## Task to complete
Below are records; give the number of their lines that contain "green", and only that number.

## Exercise data
>>

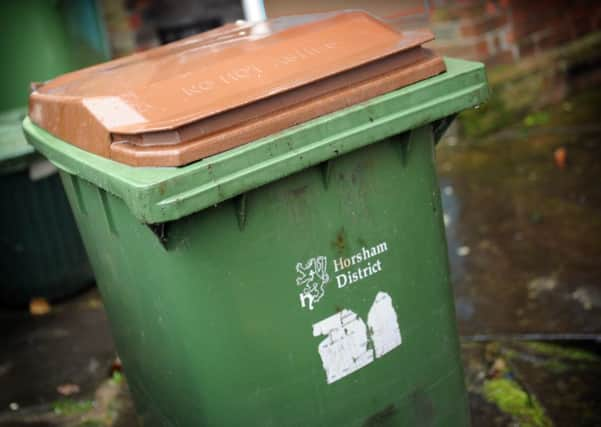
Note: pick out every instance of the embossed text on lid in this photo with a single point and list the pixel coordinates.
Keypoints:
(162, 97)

<<
>>

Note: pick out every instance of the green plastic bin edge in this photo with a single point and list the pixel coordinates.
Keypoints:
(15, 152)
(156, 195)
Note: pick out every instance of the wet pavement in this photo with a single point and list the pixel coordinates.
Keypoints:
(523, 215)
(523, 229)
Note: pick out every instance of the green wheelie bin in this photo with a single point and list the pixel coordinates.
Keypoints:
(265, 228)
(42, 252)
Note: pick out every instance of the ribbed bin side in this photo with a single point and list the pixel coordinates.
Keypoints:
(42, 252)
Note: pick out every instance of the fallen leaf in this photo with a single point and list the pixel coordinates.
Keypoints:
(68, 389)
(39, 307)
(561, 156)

<<

## Final answer
2